SOURCE EXTRACT>
— START —

Going Parallel: Part 5 -- Checking for Parallel Errors
In the previous blog, I created an application that calculated the value of Pi. In this blog I show how to detect and correct the errors that I inadvertently introduced in my last posting.
When changing code from serial to Parallel, it's easy to introduce new types of errors; data-races and deadlocks. Fortunately there are a number of tools that can be used to detect these. I'm going to Static and Dynamic analysis to help spot the problems.
In Static analysis we do a sort of 'automatic' code inspection using the Intel Parallel Composer. For the dynamic analysis I use the Intel Parallel Inspector. Both Composer and Inspector are part of the Intel Parallel Studio.
Links to previous sections of blog
Going Parallel: Part 1: Doing Two Things at Once - Impossible!
Going Parallel: Part 2: So Who's Really Writing Parallel Applications?
Going Parallel - Part 3: Let's get started!

— END —

SUPPLIED MATERIAL>

— START —

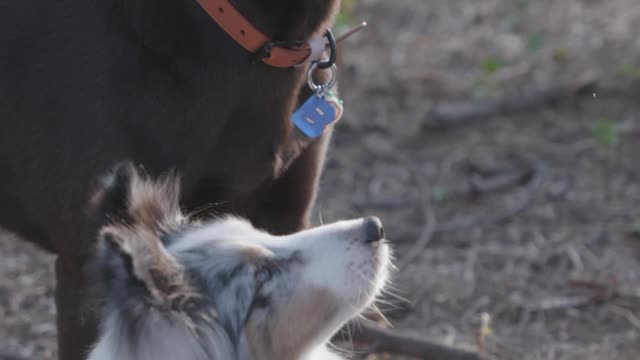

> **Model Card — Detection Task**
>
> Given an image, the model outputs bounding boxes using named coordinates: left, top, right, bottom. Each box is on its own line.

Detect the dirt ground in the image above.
left=0, top=0, right=640, bottom=360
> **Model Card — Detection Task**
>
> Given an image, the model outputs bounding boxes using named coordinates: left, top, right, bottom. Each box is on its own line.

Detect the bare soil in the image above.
left=0, top=0, right=640, bottom=360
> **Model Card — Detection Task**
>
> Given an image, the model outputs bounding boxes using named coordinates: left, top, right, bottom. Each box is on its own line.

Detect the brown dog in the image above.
left=0, top=0, right=339, bottom=360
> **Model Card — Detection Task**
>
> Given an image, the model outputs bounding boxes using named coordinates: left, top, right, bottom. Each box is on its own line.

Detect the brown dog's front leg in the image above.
left=55, top=257, right=97, bottom=360
left=252, top=131, right=331, bottom=235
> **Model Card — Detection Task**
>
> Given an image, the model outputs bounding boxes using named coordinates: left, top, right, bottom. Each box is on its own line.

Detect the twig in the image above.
left=425, top=76, right=598, bottom=129
left=397, top=171, right=438, bottom=270
left=436, top=161, right=546, bottom=233
left=344, top=321, right=482, bottom=360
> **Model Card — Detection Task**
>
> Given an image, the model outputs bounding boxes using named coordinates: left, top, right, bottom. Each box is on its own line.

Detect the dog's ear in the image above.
left=98, top=225, right=195, bottom=311
left=89, top=162, right=183, bottom=232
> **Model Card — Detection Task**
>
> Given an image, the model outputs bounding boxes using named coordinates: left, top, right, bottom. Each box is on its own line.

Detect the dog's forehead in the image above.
left=170, top=217, right=270, bottom=256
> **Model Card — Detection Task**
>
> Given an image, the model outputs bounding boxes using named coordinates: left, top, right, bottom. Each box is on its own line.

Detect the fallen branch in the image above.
left=424, top=77, right=598, bottom=129
left=350, top=321, right=482, bottom=360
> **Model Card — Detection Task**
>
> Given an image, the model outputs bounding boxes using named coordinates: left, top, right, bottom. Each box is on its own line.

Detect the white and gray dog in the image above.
left=89, top=166, right=389, bottom=360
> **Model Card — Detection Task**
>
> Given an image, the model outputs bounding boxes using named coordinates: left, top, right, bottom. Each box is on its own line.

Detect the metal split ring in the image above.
left=307, top=61, right=338, bottom=92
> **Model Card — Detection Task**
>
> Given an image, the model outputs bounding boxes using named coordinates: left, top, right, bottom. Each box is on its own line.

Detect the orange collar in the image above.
left=198, top=0, right=327, bottom=68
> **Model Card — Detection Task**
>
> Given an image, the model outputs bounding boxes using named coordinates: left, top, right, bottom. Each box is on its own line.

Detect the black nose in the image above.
left=364, top=216, right=384, bottom=243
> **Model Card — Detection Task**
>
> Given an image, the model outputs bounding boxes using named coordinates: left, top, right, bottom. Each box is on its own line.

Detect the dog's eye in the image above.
left=255, top=267, right=271, bottom=284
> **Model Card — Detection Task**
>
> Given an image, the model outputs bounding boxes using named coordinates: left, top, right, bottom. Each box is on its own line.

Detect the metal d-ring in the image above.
left=307, top=61, right=338, bottom=92
left=318, top=29, right=338, bottom=69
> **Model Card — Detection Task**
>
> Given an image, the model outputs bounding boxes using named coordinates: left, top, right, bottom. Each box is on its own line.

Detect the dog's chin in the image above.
left=341, top=241, right=390, bottom=316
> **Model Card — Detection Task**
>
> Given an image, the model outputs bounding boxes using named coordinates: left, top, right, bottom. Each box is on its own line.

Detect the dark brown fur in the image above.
left=0, top=0, right=338, bottom=360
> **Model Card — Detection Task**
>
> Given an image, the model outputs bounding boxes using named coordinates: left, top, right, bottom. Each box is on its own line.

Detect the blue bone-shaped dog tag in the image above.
left=291, top=91, right=343, bottom=138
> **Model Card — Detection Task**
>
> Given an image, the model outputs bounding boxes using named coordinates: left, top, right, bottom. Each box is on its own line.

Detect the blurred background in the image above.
left=0, top=0, right=640, bottom=360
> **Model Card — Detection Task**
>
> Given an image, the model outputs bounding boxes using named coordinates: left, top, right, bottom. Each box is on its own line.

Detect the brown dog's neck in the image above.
left=231, top=0, right=340, bottom=41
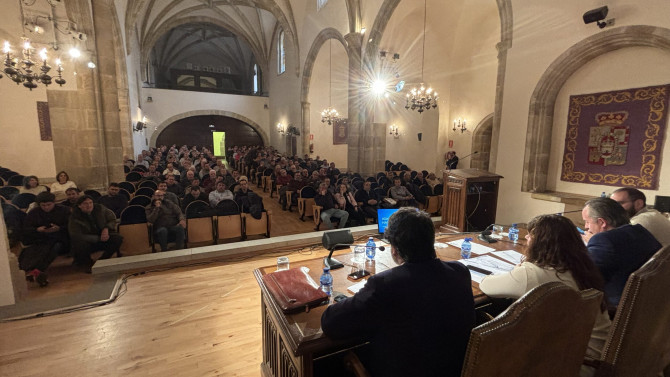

— END —

EXERCISE REQUIREMENTS>
Write what comes next in the blog post on checking parallel code for errors, beginning right after its last line.

OUTPUT FOR THIS TASK>
Going Parallel - Part 4: Enter Parallel Studio
The application so far
If you remember, I created a dhrystone visual studio application, added some openMP and then ran the application. This resulted in a runtime error:
Static Analysis
Intel Parallel Studio comes with Parallel Lint. Parallel Lint can be used to help detect some 'parallel type' problems at the compilation stage. When making serial code parallel, any accesses to global or shared data is likely to cause problems. In the static analysis I am interested in spotting where global variables are accessed.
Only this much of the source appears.